[WRITTEN PROBLEM]: Write out the items again, starting with the line that contains "Could you please locate the chair seat" and going on through the end of the items, requests included. Shift every bounding box coordinate in the answers by -113, and leave the numbers in the requests and their format samples as they are.

[RECORDS PROVIDED]:
────────

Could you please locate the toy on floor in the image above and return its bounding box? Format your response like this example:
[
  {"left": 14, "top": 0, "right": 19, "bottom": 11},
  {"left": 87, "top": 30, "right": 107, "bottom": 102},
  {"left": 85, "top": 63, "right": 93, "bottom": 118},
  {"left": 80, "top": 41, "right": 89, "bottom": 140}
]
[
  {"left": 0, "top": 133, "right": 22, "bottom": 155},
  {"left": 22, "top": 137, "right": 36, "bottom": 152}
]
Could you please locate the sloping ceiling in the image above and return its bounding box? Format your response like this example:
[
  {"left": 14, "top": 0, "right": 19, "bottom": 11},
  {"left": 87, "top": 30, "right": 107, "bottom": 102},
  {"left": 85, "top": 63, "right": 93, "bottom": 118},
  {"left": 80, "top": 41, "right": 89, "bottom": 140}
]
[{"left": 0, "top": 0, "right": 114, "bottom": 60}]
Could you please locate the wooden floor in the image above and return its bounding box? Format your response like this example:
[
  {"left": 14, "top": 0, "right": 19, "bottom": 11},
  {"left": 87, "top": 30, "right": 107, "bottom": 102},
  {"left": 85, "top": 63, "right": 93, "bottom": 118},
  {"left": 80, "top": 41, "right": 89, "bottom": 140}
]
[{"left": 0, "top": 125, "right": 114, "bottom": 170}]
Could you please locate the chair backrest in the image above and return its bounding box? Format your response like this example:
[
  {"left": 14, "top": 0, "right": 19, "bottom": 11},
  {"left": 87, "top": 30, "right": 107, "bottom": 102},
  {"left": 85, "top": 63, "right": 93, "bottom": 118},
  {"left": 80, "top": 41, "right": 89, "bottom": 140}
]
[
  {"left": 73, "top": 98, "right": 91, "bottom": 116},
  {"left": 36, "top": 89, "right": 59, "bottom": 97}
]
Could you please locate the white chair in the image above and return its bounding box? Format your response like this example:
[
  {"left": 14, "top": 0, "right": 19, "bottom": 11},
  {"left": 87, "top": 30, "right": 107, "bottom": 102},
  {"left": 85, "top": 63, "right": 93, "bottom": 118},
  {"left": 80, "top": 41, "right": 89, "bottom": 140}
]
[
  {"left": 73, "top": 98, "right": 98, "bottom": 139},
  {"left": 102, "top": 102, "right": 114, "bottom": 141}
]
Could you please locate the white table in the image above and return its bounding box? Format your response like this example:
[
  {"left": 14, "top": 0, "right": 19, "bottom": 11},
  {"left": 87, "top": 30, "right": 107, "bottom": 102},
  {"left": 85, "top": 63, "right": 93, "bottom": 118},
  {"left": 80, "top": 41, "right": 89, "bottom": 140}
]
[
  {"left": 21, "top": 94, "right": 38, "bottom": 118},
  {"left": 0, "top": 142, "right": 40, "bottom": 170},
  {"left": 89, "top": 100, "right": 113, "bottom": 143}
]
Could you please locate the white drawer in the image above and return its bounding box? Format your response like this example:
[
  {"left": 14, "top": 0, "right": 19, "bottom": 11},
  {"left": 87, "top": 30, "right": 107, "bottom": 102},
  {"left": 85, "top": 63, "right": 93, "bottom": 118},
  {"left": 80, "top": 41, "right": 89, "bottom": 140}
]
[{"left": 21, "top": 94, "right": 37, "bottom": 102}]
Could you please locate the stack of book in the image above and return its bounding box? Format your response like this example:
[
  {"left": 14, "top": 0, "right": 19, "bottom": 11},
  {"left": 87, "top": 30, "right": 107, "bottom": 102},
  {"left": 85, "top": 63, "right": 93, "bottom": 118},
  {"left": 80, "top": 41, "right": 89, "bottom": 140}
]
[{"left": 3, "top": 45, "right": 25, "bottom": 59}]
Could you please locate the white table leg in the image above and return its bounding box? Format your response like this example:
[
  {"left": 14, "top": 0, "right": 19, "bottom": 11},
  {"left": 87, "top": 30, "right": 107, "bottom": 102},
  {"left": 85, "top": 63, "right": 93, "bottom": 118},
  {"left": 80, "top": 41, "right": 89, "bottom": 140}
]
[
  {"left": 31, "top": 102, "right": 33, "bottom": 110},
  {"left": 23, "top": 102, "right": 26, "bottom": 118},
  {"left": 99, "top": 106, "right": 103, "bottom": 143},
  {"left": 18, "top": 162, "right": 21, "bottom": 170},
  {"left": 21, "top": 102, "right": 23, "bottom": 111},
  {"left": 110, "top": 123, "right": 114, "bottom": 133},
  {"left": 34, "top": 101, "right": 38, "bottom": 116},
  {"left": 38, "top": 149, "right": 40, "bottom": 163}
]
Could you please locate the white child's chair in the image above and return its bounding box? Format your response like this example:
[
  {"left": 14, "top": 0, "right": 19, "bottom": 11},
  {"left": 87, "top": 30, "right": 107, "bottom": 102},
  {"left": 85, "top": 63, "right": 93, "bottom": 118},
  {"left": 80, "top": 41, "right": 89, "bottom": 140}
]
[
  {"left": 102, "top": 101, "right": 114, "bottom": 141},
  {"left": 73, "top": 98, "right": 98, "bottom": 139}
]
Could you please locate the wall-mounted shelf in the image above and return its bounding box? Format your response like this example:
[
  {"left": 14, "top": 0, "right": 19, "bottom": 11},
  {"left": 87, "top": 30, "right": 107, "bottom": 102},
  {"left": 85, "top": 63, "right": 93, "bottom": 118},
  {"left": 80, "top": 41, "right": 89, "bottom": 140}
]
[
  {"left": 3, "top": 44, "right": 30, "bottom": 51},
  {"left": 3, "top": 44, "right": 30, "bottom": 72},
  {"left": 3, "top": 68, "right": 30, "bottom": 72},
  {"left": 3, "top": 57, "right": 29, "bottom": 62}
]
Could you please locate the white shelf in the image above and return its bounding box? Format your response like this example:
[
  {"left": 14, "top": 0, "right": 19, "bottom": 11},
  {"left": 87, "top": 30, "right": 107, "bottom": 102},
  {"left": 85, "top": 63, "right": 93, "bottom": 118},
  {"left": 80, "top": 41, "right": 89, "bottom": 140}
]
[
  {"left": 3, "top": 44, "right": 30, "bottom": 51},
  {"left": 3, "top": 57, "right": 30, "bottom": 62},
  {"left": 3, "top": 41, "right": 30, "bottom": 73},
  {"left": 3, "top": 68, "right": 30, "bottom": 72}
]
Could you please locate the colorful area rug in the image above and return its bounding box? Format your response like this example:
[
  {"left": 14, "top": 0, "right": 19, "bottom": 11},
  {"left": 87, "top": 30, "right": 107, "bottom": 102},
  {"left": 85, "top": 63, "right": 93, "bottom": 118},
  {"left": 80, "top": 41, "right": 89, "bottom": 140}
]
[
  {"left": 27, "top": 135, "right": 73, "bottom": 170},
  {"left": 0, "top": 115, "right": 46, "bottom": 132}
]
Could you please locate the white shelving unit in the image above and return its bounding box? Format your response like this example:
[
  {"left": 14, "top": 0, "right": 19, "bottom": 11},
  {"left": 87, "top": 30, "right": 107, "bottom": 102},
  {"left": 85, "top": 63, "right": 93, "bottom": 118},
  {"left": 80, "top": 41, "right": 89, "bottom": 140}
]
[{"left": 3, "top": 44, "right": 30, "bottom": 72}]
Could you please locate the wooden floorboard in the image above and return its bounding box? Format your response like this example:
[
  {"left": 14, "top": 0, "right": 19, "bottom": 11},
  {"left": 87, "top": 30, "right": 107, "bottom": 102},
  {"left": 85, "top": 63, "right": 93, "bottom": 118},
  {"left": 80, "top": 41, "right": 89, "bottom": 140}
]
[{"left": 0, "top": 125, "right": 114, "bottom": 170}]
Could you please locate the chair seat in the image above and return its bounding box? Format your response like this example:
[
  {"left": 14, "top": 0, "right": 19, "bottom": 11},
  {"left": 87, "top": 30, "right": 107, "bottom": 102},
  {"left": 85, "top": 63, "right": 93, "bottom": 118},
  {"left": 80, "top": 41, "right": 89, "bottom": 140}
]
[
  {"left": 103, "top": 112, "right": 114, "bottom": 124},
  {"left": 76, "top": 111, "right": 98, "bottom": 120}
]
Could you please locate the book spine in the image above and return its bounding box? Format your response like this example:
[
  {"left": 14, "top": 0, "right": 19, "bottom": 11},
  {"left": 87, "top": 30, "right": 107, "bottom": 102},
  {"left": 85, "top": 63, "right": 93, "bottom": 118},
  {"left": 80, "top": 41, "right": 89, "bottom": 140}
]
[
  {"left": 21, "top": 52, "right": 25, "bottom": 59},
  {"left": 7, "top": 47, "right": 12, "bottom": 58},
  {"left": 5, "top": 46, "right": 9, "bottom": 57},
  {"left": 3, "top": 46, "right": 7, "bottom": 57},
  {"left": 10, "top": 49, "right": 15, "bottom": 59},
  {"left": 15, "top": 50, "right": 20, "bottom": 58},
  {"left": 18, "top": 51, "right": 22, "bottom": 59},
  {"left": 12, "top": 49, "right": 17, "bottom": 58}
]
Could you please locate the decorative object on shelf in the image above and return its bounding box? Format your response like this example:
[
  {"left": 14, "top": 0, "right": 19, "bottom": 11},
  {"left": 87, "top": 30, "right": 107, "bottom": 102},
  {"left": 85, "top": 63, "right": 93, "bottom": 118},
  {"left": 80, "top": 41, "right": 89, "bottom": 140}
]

────────

[ANSWER BELOW]:
Could you please locate the chair seat in the image above and return its bounding box? Format your response like this example:
[
  {"left": 14, "top": 0, "right": 19, "bottom": 11},
  {"left": 87, "top": 30, "right": 107, "bottom": 102},
  {"left": 85, "top": 63, "right": 93, "bottom": 118},
  {"left": 80, "top": 41, "right": 89, "bottom": 140}
]
[
  {"left": -10, "top": -1, "right": 1, "bottom": 11},
  {"left": -37, "top": -2, "right": -15, "bottom": 7}
]
Could you please locate the book spine in the image above and return its bounding box? Format your response like this example:
[
  {"left": 14, "top": 0, "right": 19, "bottom": 11},
  {"left": 87, "top": 30, "right": 107, "bottom": 102},
  {"left": 85, "top": 63, "right": 93, "bottom": 118},
  {"left": 80, "top": 41, "right": 89, "bottom": 140}
]
[
  {"left": -92, "top": -61, "right": -88, "bottom": -54},
  {"left": -106, "top": -66, "right": -101, "bottom": -55},
  {"left": -108, "top": -67, "right": -104, "bottom": -56},
  {"left": -110, "top": -67, "right": -106, "bottom": -56},
  {"left": -103, "top": -64, "right": -98, "bottom": -54},
  {"left": -98, "top": -63, "right": -93, "bottom": -55},
  {"left": -95, "top": -62, "right": -91, "bottom": -54},
  {"left": -101, "top": -64, "right": -96, "bottom": -55}
]
Could you please locate the decorative object on shelf in the image above and return its bounding box? Format your response like this example:
[
  {"left": 14, "top": 0, "right": 19, "bottom": 11},
  {"left": 87, "top": 30, "right": 107, "bottom": 102},
  {"left": 85, "top": 63, "right": 93, "bottom": 118},
  {"left": 80, "top": 41, "right": 89, "bottom": 140}
]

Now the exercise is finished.